El problema surge cuando algunos autores pretenden aprovechar la forma chandleriana para verter opiniones que no le interesan a nadie, especialmente si son las del montón, o sea, las progres. Como he dicho antes, no es algo que dependa sólo de la ideología del autor. Vázquez Montalbán era comunista (qué le vamos a hacer; y Céline era nazi) pero su serie de novelas protagonizadas por el detective Pepe Carvalho tenían la encomiable virtud de eludir colarnos monsergas directas, salvo que la memoria me falle. (La obra maestra de la serie tal vez fuera Los mares del Sur.) Por supuesto, la pintura de los personajes y situaciones dejaba entrever sin dificultad las inclinaciones políticas del autor, pero este no ofendía la inteligencia del lector formulándolas explícitamente. No nos soltaba su opinión como el cuñado que aprovecha aviesamente la sobremesa para ilustrarnos con sus originalísimas ideas de consumidor de tertulias televisivas o radiofónicas.
Recientemente me he propuesto leer la serie de novelas policíacas de Lorenzo Silva, protagonizadas por el sargento de la Guardia Civil Rubén Bevilacqua y su ayudante Virginia Chamorro. De momento he despachado las dos primeras, El lejano país de los estanques y El alquimista impaciente. Son muestras apreciables del género, que se leen con gusto. Pero, ay, a Lorenzo Silva le tienta demasiado opinar a través de su alter ego Bevilacqua, uno de los mayores pecados de un novelista.

☆ ☆ ☆ ☆ ☆ ☆ ☆

# Problema por resolver
Explica en una a tres oraciones por qué el fragmento seleccionado elogia la serie de novelas de Vázquez Montalbán protagonizada por Pepe Carvalho.

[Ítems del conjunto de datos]
☆ ☆ ☆ ☆ ☆ ☆ ☆

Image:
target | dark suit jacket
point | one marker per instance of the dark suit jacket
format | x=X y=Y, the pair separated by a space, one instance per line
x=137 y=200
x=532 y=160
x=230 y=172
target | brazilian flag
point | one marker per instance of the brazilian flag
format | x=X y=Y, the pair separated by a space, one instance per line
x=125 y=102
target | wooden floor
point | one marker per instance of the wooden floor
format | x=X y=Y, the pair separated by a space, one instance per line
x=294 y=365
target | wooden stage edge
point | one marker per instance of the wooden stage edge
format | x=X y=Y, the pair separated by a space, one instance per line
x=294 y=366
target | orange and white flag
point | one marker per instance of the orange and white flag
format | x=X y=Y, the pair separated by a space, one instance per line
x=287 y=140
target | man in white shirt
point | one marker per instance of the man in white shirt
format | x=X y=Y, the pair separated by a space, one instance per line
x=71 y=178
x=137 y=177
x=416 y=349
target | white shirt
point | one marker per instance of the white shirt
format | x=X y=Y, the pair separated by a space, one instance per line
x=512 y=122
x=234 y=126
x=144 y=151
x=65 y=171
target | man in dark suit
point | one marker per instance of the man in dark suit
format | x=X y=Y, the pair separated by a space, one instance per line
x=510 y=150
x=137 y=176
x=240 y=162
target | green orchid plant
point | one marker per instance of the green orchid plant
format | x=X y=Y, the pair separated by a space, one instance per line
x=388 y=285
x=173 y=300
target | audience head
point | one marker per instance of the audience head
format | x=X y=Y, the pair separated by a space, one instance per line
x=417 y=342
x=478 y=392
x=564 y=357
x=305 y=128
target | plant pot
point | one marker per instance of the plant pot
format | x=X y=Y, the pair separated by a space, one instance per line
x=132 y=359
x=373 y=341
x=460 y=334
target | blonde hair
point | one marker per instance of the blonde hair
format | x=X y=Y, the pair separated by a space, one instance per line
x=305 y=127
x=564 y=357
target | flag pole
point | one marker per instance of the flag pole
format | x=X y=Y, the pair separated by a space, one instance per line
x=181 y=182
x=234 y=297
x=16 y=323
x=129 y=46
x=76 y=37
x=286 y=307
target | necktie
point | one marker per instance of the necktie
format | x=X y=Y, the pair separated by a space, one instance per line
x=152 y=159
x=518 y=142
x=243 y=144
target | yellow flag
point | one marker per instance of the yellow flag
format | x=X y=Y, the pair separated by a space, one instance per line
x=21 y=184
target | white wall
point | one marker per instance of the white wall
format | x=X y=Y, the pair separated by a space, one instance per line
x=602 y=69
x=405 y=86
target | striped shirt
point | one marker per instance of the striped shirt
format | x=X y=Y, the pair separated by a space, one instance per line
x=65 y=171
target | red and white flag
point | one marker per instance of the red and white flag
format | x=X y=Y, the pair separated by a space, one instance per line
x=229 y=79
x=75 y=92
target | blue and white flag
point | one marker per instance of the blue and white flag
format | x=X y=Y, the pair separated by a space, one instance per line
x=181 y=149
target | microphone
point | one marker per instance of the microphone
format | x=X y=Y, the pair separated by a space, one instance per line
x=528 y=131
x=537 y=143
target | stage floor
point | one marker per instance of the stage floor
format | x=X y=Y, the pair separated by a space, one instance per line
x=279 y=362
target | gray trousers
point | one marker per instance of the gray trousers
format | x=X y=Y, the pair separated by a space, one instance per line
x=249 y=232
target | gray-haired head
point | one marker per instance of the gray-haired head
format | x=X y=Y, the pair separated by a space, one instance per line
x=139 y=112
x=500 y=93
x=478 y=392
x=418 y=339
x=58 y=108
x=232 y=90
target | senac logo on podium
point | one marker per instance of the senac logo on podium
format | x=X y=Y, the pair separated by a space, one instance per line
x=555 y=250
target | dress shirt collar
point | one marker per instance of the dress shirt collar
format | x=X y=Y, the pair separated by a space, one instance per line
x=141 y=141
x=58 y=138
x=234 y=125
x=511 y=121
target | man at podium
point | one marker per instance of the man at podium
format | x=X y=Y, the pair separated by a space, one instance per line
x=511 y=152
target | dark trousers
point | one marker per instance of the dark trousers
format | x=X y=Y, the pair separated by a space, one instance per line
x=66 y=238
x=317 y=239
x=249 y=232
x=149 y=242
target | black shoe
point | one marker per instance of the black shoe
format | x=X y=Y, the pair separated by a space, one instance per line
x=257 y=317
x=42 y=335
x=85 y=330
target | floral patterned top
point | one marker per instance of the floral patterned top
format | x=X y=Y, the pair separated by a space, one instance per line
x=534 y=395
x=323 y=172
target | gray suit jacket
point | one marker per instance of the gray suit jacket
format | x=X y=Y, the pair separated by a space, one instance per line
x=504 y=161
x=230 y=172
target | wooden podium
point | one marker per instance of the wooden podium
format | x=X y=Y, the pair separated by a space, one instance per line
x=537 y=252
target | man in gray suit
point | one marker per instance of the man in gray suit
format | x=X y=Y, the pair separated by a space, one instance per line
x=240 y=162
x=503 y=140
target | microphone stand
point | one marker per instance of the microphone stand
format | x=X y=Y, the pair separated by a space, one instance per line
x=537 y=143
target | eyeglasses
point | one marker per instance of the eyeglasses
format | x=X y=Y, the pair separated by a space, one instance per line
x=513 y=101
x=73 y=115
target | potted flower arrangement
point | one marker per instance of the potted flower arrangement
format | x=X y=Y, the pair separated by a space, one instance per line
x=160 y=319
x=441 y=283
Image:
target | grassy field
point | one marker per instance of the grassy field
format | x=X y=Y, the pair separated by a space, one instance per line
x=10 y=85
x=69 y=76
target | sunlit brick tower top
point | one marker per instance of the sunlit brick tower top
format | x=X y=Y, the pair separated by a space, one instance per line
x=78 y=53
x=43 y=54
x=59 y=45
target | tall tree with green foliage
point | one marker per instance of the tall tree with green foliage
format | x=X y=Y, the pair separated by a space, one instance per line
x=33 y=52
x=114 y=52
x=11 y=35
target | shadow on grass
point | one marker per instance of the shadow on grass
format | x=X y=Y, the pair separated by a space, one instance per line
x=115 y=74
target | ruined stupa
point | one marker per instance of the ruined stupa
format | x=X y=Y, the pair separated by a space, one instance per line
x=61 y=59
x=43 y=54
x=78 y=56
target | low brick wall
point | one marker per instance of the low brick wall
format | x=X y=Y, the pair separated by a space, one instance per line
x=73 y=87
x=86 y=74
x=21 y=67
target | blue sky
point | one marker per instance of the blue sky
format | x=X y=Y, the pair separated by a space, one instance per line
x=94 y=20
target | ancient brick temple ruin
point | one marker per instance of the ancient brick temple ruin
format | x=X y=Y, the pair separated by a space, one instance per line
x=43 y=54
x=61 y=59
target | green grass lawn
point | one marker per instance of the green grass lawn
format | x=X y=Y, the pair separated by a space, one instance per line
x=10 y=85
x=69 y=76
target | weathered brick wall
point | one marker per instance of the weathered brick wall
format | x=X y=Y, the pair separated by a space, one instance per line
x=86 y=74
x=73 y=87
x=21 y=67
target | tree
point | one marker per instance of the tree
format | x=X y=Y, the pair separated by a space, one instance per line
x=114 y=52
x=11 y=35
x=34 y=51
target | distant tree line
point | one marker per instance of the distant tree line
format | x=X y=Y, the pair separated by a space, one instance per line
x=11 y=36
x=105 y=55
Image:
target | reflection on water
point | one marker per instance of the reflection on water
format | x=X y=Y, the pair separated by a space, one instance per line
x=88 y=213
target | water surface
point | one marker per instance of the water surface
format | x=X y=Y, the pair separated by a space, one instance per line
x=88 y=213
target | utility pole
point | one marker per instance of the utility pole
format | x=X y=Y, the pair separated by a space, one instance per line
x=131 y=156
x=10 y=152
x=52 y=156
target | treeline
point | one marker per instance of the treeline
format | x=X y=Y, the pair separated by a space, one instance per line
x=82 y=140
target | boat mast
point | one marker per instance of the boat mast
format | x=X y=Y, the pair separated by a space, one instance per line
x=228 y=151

☆ ☆ ☆ ☆ ☆ ☆ ☆

# Respuesta del ejercicio
La elogia porque elude colar al lector monsergas directas. Aunque la pintura de personajes y situaciones deja entrever las inclinaciones políticas del autor, este no las formula explícitamente y así no ofende la inteligencia del lector.